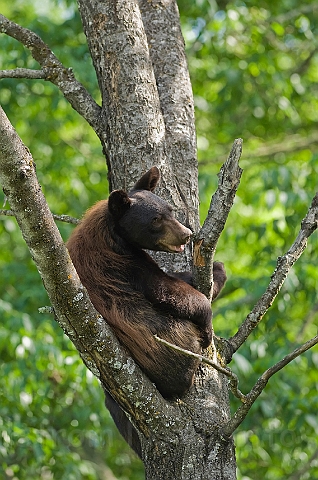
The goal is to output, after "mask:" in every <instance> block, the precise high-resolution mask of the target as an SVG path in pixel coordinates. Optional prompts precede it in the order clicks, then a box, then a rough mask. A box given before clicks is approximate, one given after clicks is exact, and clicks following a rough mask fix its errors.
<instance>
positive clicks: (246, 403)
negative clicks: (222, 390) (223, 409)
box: [222, 335, 318, 437]
mask: <svg viewBox="0 0 318 480" xmlns="http://www.w3.org/2000/svg"><path fill="white" fill-rule="evenodd" d="M317 343H318V335H316V336H315V337H313V338H312V339H311V340H308V342H306V343H304V344H303V345H301V346H300V347H298V348H296V349H295V350H294V351H293V352H292V353H289V354H288V355H286V356H285V357H284V358H283V359H282V360H280V361H279V362H277V363H276V364H275V365H273V366H272V367H270V368H269V369H267V370H266V371H265V372H264V373H263V374H262V375H261V377H260V378H259V379H258V380H257V382H256V383H255V385H254V387H253V388H252V390H251V391H250V392H249V393H248V394H247V395H245V401H244V404H242V405H241V406H240V407H239V408H238V409H237V411H236V412H235V414H234V415H233V417H232V418H231V420H230V421H229V422H228V423H227V424H225V425H224V426H223V427H222V432H223V434H224V435H226V436H228V437H230V436H231V435H232V433H233V432H234V430H236V428H237V427H238V426H239V425H240V424H241V423H242V422H243V420H244V419H245V417H246V415H247V414H248V412H249V411H250V409H251V407H252V405H253V403H254V402H255V401H256V399H257V398H258V397H259V396H260V394H261V393H262V391H263V390H264V388H265V387H266V385H267V382H268V380H269V379H270V378H271V377H272V376H273V375H274V374H275V373H277V372H279V371H280V370H281V369H282V368H284V367H285V366H286V365H288V364H289V363H290V362H291V361H292V360H294V359H295V358H296V357H299V355H301V354H302V353H304V352H306V351H307V350H309V349H310V348H312V347H313V346H314V345H316V344H317Z"/></svg>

++++++

▶ **WHAT YOU SHOULD DO**: Transcribe the material as is, with images omitted.

▶ **EXERCISE OUTPUT**:
The goal is to output, after "mask:" in every <instance> block, the precise high-resolution mask of the target as an SVG path in pixel coordinates. Optional prompts precede it in the order clicks, then a box, then a rough mask. A box given before clicks is approximate, one given after clicks is exact, and clicks following a rough mask fix its errors.
<instance>
positive clicks: (246, 403)
negative clicks: (222, 390) (223, 409)
box: [222, 335, 318, 437]
mask: <svg viewBox="0 0 318 480" xmlns="http://www.w3.org/2000/svg"><path fill="white" fill-rule="evenodd" d="M317 343H318V335H316V336H315V337H313V338H312V339H311V340H308V342H306V343H304V344H303V345H301V346H300V347H298V348H296V349H295V350H294V351H293V352H292V353H289V354H288V355H286V356H285V357H284V358H283V359H282V360H280V361H279V362H277V363H276V364H275V365H273V366H272V367H270V368H269V369H267V370H266V371H265V372H264V373H263V374H262V375H261V377H260V378H259V379H258V380H257V382H256V383H255V385H254V387H253V388H252V390H251V391H250V392H249V393H248V394H247V395H245V401H244V404H242V405H241V406H240V407H239V408H238V409H237V411H236V412H235V414H234V415H233V417H232V418H231V420H230V421H229V422H228V423H227V424H225V425H224V426H223V427H222V432H223V434H224V435H226V436H228V437H230V436H231V435H232V433H233V432H234V430H236V428H237V427H238V426H239V425H240V424H241V423H242V422H243V420H244V419H245V417H246V415H247V414H248V412H249V411H250V409H251V407H252V405H253V403H254V402H255V401H256V399H257V398H258V397H259V396H260V394H261V393H262V391H263V390H264V388H265V387H266V385H267V382H268V380H269V379H270V378H271V377H272V376H273V375H274V374H275V373H277V372H279V371H280V370H281V369H282V368H284V367H285V366H286V365H288V364H289V363H290V362H291V361H292V360H294V359H295V358H296V357H299V355H301V354H302V353H304V352H306V351H307V350H309V349H310V348H312V347H313V346H314V345H316V344H317Z"/></svg>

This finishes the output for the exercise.